● **Exercise directions**
The entries must be retyped exactly, down to the last line.

[Saved entries]
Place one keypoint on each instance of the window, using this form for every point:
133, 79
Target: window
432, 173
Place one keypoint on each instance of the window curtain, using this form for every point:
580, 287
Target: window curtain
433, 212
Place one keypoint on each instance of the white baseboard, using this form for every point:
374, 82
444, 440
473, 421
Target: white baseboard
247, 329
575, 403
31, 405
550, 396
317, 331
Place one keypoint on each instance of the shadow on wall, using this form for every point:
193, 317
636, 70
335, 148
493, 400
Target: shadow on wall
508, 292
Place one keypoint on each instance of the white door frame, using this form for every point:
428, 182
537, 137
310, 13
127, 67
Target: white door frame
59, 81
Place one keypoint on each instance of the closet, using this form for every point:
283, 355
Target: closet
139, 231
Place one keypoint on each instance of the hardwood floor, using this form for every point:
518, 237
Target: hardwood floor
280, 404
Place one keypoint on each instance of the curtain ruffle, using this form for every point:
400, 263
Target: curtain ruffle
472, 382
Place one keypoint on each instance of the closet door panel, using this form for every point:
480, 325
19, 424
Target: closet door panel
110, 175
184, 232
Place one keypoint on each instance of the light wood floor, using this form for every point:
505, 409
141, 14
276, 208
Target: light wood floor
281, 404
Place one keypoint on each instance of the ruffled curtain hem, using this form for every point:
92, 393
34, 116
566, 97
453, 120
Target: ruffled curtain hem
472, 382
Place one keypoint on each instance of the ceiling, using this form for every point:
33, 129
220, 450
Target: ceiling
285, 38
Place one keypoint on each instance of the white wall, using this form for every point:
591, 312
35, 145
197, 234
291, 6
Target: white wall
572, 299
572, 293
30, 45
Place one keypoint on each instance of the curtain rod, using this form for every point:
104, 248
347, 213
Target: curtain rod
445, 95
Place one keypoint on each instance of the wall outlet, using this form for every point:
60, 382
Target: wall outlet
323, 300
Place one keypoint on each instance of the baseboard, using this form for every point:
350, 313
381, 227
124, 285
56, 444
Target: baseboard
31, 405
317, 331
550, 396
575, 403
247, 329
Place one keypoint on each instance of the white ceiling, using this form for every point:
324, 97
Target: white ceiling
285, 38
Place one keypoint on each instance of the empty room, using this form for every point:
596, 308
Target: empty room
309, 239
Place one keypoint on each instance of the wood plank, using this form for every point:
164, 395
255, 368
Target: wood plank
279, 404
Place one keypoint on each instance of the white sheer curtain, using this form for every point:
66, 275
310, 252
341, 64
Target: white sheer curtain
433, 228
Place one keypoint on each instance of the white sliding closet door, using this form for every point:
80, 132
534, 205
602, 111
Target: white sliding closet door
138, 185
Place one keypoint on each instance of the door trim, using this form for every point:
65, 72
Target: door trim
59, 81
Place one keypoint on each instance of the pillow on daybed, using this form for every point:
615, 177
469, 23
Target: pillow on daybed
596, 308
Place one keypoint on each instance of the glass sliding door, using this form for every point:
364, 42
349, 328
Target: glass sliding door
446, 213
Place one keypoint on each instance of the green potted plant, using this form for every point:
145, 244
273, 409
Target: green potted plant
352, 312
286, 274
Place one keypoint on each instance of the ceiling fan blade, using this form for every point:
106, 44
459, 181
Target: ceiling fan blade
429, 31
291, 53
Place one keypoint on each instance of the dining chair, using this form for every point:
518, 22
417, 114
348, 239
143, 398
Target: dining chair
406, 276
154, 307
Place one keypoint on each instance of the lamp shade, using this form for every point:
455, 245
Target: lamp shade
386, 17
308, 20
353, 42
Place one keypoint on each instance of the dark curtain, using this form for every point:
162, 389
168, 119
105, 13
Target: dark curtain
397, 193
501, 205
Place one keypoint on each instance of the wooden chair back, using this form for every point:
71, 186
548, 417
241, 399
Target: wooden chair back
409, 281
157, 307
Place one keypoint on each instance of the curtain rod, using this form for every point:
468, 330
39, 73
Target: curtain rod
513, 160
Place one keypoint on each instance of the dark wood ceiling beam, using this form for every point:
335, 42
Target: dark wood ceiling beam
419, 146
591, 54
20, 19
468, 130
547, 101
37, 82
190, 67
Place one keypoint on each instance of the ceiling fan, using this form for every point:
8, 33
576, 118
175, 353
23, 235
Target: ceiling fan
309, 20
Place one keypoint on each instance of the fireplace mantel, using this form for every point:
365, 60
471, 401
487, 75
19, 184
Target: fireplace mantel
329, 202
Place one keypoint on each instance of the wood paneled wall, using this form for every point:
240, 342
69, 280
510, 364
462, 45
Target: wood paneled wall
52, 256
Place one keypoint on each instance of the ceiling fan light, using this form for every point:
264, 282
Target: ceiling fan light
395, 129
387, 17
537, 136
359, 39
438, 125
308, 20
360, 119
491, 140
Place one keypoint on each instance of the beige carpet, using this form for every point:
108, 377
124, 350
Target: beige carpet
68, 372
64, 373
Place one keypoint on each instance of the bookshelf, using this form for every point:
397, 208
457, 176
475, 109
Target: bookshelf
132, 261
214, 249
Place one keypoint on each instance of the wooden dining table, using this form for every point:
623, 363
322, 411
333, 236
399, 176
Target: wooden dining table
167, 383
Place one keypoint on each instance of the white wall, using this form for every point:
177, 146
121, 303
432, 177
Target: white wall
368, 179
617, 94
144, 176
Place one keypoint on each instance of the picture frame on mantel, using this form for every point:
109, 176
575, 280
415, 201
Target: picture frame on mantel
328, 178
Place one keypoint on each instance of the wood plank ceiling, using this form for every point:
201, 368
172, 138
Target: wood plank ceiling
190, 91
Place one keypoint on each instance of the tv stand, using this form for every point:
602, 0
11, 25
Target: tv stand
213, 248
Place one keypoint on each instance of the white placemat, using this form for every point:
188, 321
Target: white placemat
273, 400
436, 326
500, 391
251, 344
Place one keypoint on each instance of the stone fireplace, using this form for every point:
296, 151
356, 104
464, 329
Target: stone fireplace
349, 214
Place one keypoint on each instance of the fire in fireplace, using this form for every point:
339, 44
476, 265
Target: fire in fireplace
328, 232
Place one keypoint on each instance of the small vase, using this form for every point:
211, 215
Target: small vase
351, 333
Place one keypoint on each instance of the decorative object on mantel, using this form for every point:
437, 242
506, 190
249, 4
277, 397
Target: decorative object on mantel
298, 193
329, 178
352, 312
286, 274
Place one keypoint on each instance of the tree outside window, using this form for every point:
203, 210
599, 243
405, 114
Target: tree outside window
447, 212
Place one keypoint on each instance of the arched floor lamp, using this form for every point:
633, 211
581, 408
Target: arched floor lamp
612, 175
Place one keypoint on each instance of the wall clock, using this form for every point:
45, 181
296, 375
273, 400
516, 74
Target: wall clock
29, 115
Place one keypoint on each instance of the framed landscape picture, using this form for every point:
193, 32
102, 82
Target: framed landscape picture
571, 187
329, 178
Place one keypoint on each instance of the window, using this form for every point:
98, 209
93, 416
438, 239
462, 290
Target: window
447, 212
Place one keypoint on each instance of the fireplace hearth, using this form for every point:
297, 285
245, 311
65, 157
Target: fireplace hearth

● **Expected output**
Place one keypoint on each instance of the window, using this form for every point:
133, 79
Target: window
432, 173
Place one keypoint on each instance of the window curtain, using this form for every point:
580, 287
Target: window curtain
433, 212
Place one keypoint on each instance of the white baseboard, using this form for every point:
374, 82
444, 440
473, 421
Target: white baseboard
247, 329
575, 403
31, 405
550, 396
317, 331
Place one keypoint on each instance of the shadow on wall, using this form for every point:
193, 317
636, 70
335, 148
493, 400
Target: shadow on wall
508, 292
Place one keypoint on each instance of the white door frame, using this form for every point:
428, 182
537, 137
310, 13
127, 67
Target: white door frame
59, 81
Place one keypoint on each instance of the closet, using this form for every point:
283, 355
Target: closet
139, 231
Place one keypoint on each instance of the hardwood floor, using this form for every point:
518, 237
Target: hardwood floor
280, 404
Place one keypoint on each instance of the curtain ruffle, using this form for every point:
400, 263
Target: curtain ruffle
472, 382
Place one keypoint on each instance of the closet door panel, using this form for every point:
480, 325
19, 424
Target: closet door panel
110, 175
184, 232
Place one keypoint on each instance of the light wood floor, using this form for every point:
505, 409
141, 14
276, 208
Target: light wood floor
281, 404
Place one keypoint on each instance of the ruffled curtain hem, using this form for every point:
92, 393
34, 116
566, 97
453, 120
Target: ruffled curtain hem
472, 382
Place one keypoint on each instance of the ceiling, using this form for every point:
33, 129
220, 450
Target: ceiling
285, 38
Place one keypoint on each instance of the white wall, using this form for every point:
591, 312
35, 145
197, 234
291, 6
Target: white wall
572, 299
572, 293
30, 45
Place one keypoint on each instance of the curtain rod, using this form for every point:
104, 248
347, 213
Target: curtain rod
445, 95
Place one keypoint on each instance of the wall outlet, using this form for every point:
60, 382
Target: wall outlet
323, 300
Place one keypoint on each instance of the baseboard, using this form for every point:
350, 313
381, 227
124, 285
56, 444
Target: baseboard
31, 405
317, 331
550, 396
575, 403
247, 329
Place one keypoint on each instance of the white ceiling, using this form for every point:
324, 97
Target: white ceiling
285, 38
Place one keypoint on each instance of the empty room, using this form for every point:
596, 308
Target: empty room
309, 239
Place one keypoint on each instance of the wood plank, using this form for every point:
164, 395
255, 368
Target: wood plank
279, 404
Place one keypoint on each instance of the white sheer curtain, using this form for every point:
66, 275
310, 252
341, 64
Target: white sheer curtain
433, 228
Place one keypoint on each instance of the white sliding closet door, using this form for every point:
80, 132
534, 205
602, 111
Target: white sliding closet door
138, 185
Place one keypoint on each instance of the door trim, using this form for every point:
65, 72
Target: door trim
59, 81
Place one keypoint on each instance of the pillow on daybed, using this form for every point:
615, 177
469, 23
Target: pillow on daybed
596, 308
Place one keypoint on each instance of the glass sliding door, using this form for every point:
364, 42
349, 328
Target: glass sliding door
446, 213
Place one keypoint on each instance of the green potted plant, using this form for every point:
145, 244
273, 409
Target: green potted plant
352, 312
286, 274
Place one keypoint on each instance of the ceiling fan blade, using this form for every point:
106, 44
459, 181
Target: ceiling fan blade
429, 31
291, 53
Place one keypoint on each instance of the dining chair, using this form for every point:
518, 22
417, 114
348, 239
143, 398
Target: dining chair
406, 276
154, 307
Place one keypoint on each instance of the lamp shade, using this form for every point:
455, 245
Target: lamp shade
386, 17
308, 20
353, 42
Place one keypoint on each instance of the dark curtain, using this form for every point:
162, 389
168, 119
105, 13
Target: dark curtain
397, 193
501, 205
Place one keypoint on each instance of the wooden chair back, using this form for every point:
71, 186
548, 417
241, 399
Target: wooden chair back
409, 281
157, 307
Place one keypoint on each instance of the curtain rod, using this form for every point:
468, 330
39, 73
Target: curtain rod
513, 160
Place one keypoint on each instance of the dark wood ceiling beam, using this form for every point:
335, 42
Target: dark wood ceiling beam
419, 146
591, 54
20, 19
468, 130
547, 101
37, 82
190, 67
Place one keypoint on each instance of the ceiling fan, using this form for every point:
8, 33
576, 118
175, 353
23, 235
Target: ceiling fan
309, 20
Place one keypoint on each instance of the fireplace mantel, using this form for every point:
365, 60
471, 401
487, 75
19, 184
Target: fireplace mantel
329, 202
Place one keypoint on each instance of the wood paneled wall, using this form for every point:
240, 342
69, 280
510, 364
462, 45
Target: wood paneled wall
52, 256
Place one keypoint on each instance of the ceiling fan light, using this form for every point:
264, 282
Target: ceiling fan light
395, 129
387, 17
537, 136
359, 39
438, 125
308, 20
360, 119
491, 140
Place one keypoint on each instance of the beige carpet, using this form for every point:
108, 377
124, 350
Target: beige carpet
68, 372
64, 373
Place one keypoint on each instance of the bookshelf, using this form for every point:
397, 208
457, 176
475, 109
Target: bookshelf
132, 261
214, 249
Place one keypoint on each instance of the wooden dining table, using this form for every point:
623, 363
322, 411
333, 236
399, 176
Target: wooden dining table
167, 383
Place one keypoint on each instance of the white wall, using this form for every point:
177, 146
121, 303
432, 177
Target: white wall
368, 179
617, 94
144, 176
Place one keypoint on each instance of the picture frame on mantel, using this form for every point:
109, 176
575, 280
415, 201
Target: picture frame on mantel
328, 178
Place one keypoint on each instance of the wood plank ceiling, using this form for every point:
201, 368
172, 138
Target: wood plank ceiling
190, 91
Place one keypoint on each instance of the tv stand, using this form for every point:
602, 0
11, 25
Target: tv stand
213, 248
Place one keypoint on each instance of the white placemat, using this form for every point:
188, 321
Target: white placemat
273, 400
436, 326
500, 391
251, 344
Place one keypoint on each instance of the stone fireplace, using this form for every point:
296, 151
356, 104
464, 329
Target: stone fireplace
349, 214
Place one keypoint on each instance of the fire in fireplace, using this form for every point:
339, 44
476, 265
Target: fire in fireplace
328, 232
Place one keypoint on each instance of the small vase, using this form for every point:
211, 215
Target: small vase
351, 333
Place one keypoint on each instance of the decorative object on mantel, using this form for every point:
437, 242
506, 190
249, 4
277, 397
Target: decorative object on mantel
298, 193
329, 178
352, 312
286, 274
Place one keypoint on each instance of the tree outside window, using this form for every point:
203, 210
599, 243
405, 114
Target: tree outside window
447, 212
Place one keypoint on each instance of the arched floor lamp, using this form for every point:
633, 211
581, 408
Target: arched floor lamp
612, 175
Place one keypoint on each instance of the wall clock, using this form for every point:
45, 181
296, 375
273, 400
516, 74
Target: wall clock
29, 115
Place one keypoint on each instance of the framed landscape picture, using this form for every point:
193, 32
102, 82
Target: framed landscape picture
571, 187
329, 178
Place one keypoint on each instance of the window, using this form for every point:
98, 209
93, 416
438, 239
462, 290
Target: window
447, 212
Place one keypoint on each instance of the fireplace hearth, using this form for every point:
297, 285
245, 311
65, 157
Target: fireplace hearth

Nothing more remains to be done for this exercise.